TASK BRIEF » Each line of the material must be reproduced exactly; pictures stay out.

⟨

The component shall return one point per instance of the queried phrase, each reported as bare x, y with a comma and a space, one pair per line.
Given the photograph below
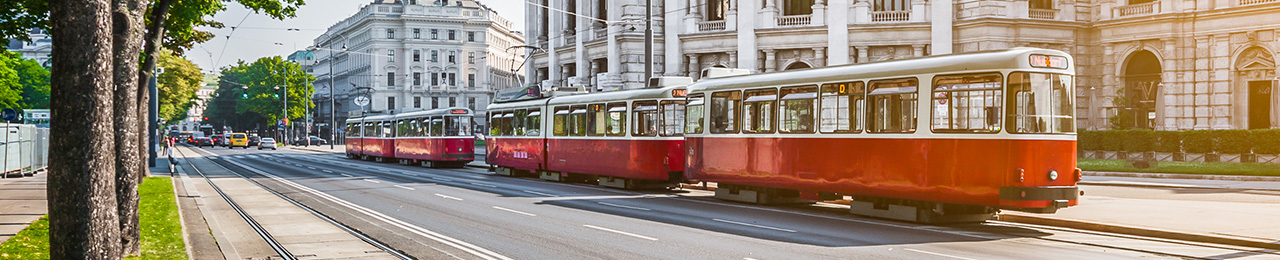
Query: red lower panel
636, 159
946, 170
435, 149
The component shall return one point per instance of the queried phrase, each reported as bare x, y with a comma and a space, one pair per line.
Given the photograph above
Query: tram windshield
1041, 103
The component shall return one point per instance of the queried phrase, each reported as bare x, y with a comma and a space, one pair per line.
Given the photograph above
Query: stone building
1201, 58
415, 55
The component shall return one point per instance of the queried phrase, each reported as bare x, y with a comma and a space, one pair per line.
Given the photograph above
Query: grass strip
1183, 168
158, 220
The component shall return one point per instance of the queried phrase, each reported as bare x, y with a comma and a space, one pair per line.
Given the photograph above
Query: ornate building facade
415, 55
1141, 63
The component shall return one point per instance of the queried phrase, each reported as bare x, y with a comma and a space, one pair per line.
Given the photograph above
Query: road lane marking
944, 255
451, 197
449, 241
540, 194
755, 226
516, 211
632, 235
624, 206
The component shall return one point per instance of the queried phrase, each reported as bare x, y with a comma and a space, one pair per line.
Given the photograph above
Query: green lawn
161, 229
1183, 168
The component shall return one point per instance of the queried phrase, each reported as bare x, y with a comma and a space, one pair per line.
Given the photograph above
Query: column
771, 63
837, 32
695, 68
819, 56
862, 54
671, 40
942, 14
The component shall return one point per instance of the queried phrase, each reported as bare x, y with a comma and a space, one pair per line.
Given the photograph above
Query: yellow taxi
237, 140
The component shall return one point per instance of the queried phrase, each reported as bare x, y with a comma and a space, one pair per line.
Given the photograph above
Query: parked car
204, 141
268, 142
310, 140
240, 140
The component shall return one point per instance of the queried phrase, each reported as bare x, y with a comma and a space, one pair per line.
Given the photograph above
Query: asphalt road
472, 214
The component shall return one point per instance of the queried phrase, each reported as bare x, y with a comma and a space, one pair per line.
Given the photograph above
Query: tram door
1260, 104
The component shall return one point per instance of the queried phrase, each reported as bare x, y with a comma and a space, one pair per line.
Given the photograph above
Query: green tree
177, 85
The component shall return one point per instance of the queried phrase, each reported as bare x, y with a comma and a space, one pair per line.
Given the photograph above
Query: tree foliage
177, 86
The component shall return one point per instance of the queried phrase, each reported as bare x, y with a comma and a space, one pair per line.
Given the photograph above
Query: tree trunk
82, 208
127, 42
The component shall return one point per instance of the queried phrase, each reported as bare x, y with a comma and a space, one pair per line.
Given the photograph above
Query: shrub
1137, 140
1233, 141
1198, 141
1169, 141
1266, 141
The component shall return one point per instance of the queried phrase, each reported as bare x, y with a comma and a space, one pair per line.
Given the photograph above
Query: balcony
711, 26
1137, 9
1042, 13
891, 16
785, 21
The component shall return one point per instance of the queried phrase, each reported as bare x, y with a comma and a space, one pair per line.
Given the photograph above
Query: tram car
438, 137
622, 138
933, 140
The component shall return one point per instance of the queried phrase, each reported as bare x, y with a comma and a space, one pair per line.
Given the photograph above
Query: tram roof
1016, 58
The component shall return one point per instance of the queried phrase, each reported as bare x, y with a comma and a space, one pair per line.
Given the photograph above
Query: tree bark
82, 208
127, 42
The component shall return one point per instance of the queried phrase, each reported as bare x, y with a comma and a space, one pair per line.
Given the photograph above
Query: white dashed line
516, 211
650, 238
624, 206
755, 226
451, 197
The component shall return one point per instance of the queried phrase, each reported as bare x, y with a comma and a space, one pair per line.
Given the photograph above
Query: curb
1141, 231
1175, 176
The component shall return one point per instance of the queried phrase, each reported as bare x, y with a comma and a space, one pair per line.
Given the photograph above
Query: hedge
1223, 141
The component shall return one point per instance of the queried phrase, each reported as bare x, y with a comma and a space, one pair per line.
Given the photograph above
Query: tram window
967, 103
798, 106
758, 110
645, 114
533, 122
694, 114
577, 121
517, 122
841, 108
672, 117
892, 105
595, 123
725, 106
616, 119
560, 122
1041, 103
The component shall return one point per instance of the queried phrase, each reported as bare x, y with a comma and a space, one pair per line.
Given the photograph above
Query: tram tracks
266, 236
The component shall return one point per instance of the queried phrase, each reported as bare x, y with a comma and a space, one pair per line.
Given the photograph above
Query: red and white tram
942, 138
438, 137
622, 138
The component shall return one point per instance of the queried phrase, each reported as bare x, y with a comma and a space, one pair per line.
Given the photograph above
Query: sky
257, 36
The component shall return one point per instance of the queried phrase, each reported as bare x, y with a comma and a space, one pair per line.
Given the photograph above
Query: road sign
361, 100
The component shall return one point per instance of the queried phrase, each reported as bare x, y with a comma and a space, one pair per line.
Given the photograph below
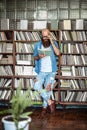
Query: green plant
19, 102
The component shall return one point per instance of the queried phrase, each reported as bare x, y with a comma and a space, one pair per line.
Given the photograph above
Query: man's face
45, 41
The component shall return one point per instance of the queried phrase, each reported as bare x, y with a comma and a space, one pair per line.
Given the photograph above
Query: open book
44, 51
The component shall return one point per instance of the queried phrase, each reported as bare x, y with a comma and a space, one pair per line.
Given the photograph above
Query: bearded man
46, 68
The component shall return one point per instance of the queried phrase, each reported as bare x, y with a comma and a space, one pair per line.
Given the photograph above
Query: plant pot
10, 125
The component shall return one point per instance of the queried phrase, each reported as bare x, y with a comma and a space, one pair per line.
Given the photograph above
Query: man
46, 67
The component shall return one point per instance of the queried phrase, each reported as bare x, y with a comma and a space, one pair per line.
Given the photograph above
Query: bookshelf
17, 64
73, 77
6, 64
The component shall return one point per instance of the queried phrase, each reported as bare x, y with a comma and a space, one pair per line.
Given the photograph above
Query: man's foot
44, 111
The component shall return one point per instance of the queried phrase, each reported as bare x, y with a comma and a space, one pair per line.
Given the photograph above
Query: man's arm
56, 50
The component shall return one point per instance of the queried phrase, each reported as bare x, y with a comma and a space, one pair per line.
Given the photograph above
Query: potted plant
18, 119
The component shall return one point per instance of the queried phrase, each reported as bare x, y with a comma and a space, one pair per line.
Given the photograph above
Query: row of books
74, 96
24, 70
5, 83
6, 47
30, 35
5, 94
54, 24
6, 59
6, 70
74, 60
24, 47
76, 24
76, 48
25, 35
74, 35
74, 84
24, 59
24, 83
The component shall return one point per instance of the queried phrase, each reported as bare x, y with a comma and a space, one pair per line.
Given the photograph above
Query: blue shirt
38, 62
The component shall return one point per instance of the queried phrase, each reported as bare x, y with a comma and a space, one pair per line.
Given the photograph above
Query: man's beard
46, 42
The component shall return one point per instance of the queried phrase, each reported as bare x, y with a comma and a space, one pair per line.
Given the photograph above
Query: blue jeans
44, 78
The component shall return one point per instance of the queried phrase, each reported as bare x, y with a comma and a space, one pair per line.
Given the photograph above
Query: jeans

⟩

RESULT OF THIS EXERCISE »
The component shall return one point per instance of the queried phrase, each reported as bare x, y with a comma and a space, one pair per line.
Given the photograph below
Query: red lower panel
636, 159
946, 170
435, 149
The component shall return one point per instance of the queried phrase, each reported as bare x, y with a comma and a space, one pair per line.
Given the photograph above
Query: tram windshield
1041, 103
The component shall return one point per instance of the queried phrase, each reported as bare x, y with a comma and a space, one pair per line.
Given the photograph above
Query: stone building
1201, 58
415, 55
The component shall return one point per instance of the queried phrase, each reported as bare x, y with a comma and a space, one pair per line.
Given the photograph above
Query: grass strip
1183, 168
158, 220
The component shall return one point per instance of the queried phrase, each reported as bare x, y with a comma and a space, one pair per line.
Given the photograph above
Query: ornate building facade
415, 55
1141, 63
The component shall return one point per instance of the queried phrase, each reported as bare x, y with a comma and a space, one pair per line.
Given the photograph above
Query: road lane marking
944, 255
451, 197
449, 241
540, 194
755, 226
516, 211
632, 235
624, 206
The component shall return one point per instance of the queried phrase, each reported as bare x, y with a comma and a space, one pair per line.
Given the photograph above
Query: green lawn
161, 229
1183, 168
The component shall return one point per instance of the queried phrase, each reported as bare x, y with a comma and a space, one pair per line.
Given the photograph above
Query: column
771, 63
837, 32
695, 68
819, 56
862, 54
671, 40
942, 14
The component shall return one point per instance of the queried phrase, each reported as bare x, y with a comma and a space, one pair per line.
Given the photograph above
Query: yellow taxi
237, 140
The component shall return one point per instance of the queried phrase, each reported as bare x, y with a comma and a space, one pair per line.
Given the photograph above
Query: parked car
204, 141
268, 142
310, 140
240, 140
The component shall return one point per instance of the queried phrase, each reported as bare x, y with a comma and a space, one pair per line.
Given the photograph above
Query: asphalt road
472, 214
The component shall return one point per instance of the queried phrase, each reported as bare x, y with a comma and a space, one pair per line.
Given the photograph above
Query: tram door
1260, 104
The component shall return one point per instance of the queried phrase, each reported as bare x, y with a comma and a space, one pair per line.
Given the photograph above
Query: green tree
177, 85
The component shall return one point per instance of the queried phrase, each reported as bare x, y with a comma and a space, one pair per line.
Given the photograph above
Query: tree foliage
177, 86
The component shall return one point per instance of the queried phrase, each reported as bare x, y with a comma and a space, one pair per line.
Given the photograph above
Query: tree trunk
82, 208
127, 42
The component shall return one point per instance of the queried phrase, each reported as bare x, y with a comma and a space, one pair per line.
Given the photograph above
Query: shrub
1137, 140
1233, 141
1198, 141
1169, 141
1266, 141
The component shall return one point per instance of the queried phrase, each reported as bare x, y with a comma and a space, one pair per line.
Given the photograph above
Query: balcony
711, 26
1137, 9
1042, 13
891, 16
785, 21
The component shall return one point per instance of the queried phrase, each reported as bare x, y with a comma and a space, one pair per line.
Given the photograph above
Query: tram car
438, 137
622, 138
933, 140
The component shall return one point per instance of the queried phrase, each reported as bare x, y with a comma and a space, one pair per line.
Given the photograph above
Query: tram roof
1016, 58
The component shall return one point per instance of the queried phrase, each reported as bare x, y with a comma and a space, one pair per line.
Given the photograph above
Query: tree bark
82, 208
127, 42
The component shall return one point per instance of the queried phrase, each reported as bare x, y with a comma and a space, one pair per line.
Given the photograph above
Query: white dashed line
516, 211
650, 238
624, 206
755, 226
451, 197
The component shall return one point per instance of the queried phrase, each reported as bare x, y with a comma and a space, one pair per line.
Given the photograph above
Query: curb
1141, 231
1175, 176
The component shall return one point per instance of the queried phrase, each reported as bare x, y with a comma and a space, one pair per line.
Given the photograph above
Query: hedge
1223, 141
The component shall return one point per instance of the queried phrase, each reported as bare x, y with a comma and a space, one pair per line.
Given the photograph above
Query: tram window
967, 103
798, 106
758, 110
645, 114
533, 122
694, 114
577, 121
517, 122
841, 108
672, 117
892, 105
595, 123
725, 106
616, 119
560, 122
1041, 103
The component shall return one point per instance of the queried phrase, each reported as bare x, y with a comma and a space, one pair per line.
Given the photograph above
Query: tram tracks
266, 236
The component shall return one point per instance of the queried phrase, each reported as bare x, y with a comma and a space, one pair per line.
Given the photograph above
Query: red and white tram
942, 138
438, 137
622, 138
The component shall return one point per instance of the queried phrase, each reported as bare x, y with a comma and a space, one pair per line.
Given the photograph above
Query: sky
257, 36
The component shall return one point per instance of the queried phrase, each reported as bare x, y with a comma and a space, one pair per line.
Given the photograph above
Query: road sign
361, 100
The component shall return one point per instance of the queried phrase, each reported as bare x, y with a comma and a space, one pair per line.
Given the photograph below
Query: green plant
19, 102
The component shall return one point per instance of the queried phrase, each reported as bare x, y with a comma and a space, one pair per line.
Given the photograph above
Query: man's face
45, 41
The component shall return one point per instance of the queried phrase, each reported as bare x, y with a comma and a space, one pair per line.
Given the photograph above
Query: open book
44, 51
The component shall return one point per instance of the queried phrase, each reported as bare x, y with a comma and a space, one pair per line.
Given the photograph above
Query: bearded man
46, 68
The component shall return one point per instance of the queried phrase, each reported as bare x, y with a comma and a space, one pair per line.
Given the photograph above
Query: plant pot
10, 125
The component shall return one point per instance of the queried phrase, each reported as bare x, y with a comma and a space, one pair per line.
Given the photograph above
Query: man
46, 67
The component shall return one point per instance of the queried phrase, each reported as bare x, y with a comma and a space, one pair per line.
Given the photograph above
Query: bookshelf
17, 64
73, 77
6, 64
The component shall return one point per instance of the queried phrase, each reported as bare x, y with a comma and a space, one pair per line.
Given the photograph above
Query: man's foot
44, 111
The component shall return one point per instance of the queried phrase, each reported as bare x, y with a comma and a space, one pair per line.
Given the photograph above
Query: man's arm
56, 50
The component shall return one point per instance of the queried phrase, each reported as bare x, y with a comma and a space, one pair per line.
Given the photograph above
Query: potted plant
18, 119
The component shall return one point per instance of the queried phrase, each reported as bare x, y with a comma and a space, one pair per line.
Given the photograph above
Query: row of books
74, 96
24, 70
5, 83
6, 47
30, 35
5, 94
54, 24
6, 59
6, 70
74, 60
24, 47
76, 24
76, 48
25, 35
74, 35
74, 84
24, 59
24, 83
The component shall return one point per instance of the queried phrase, each reported as bare x, y with a comma and a space, one pair per line.
Given the photograph above
Query: blue shirt
38, 62
The component shall return one point per instance of the queried phrase, each reported as bare x, y with a comma and a space, one pair per line.
Given the photograph above
Query: man's beard
46, 42
The component shall return one point per instance of the queried phrase, each reported as bare x, y with a comma and a space, one pair per line.
Given the photograph above
Query: blue jeans
44, 78
The component shall return one point per instance of the queried phrase, each reported as bare x, y with a comma and a space, one pair per line.
Given the photograph above
Query: jeans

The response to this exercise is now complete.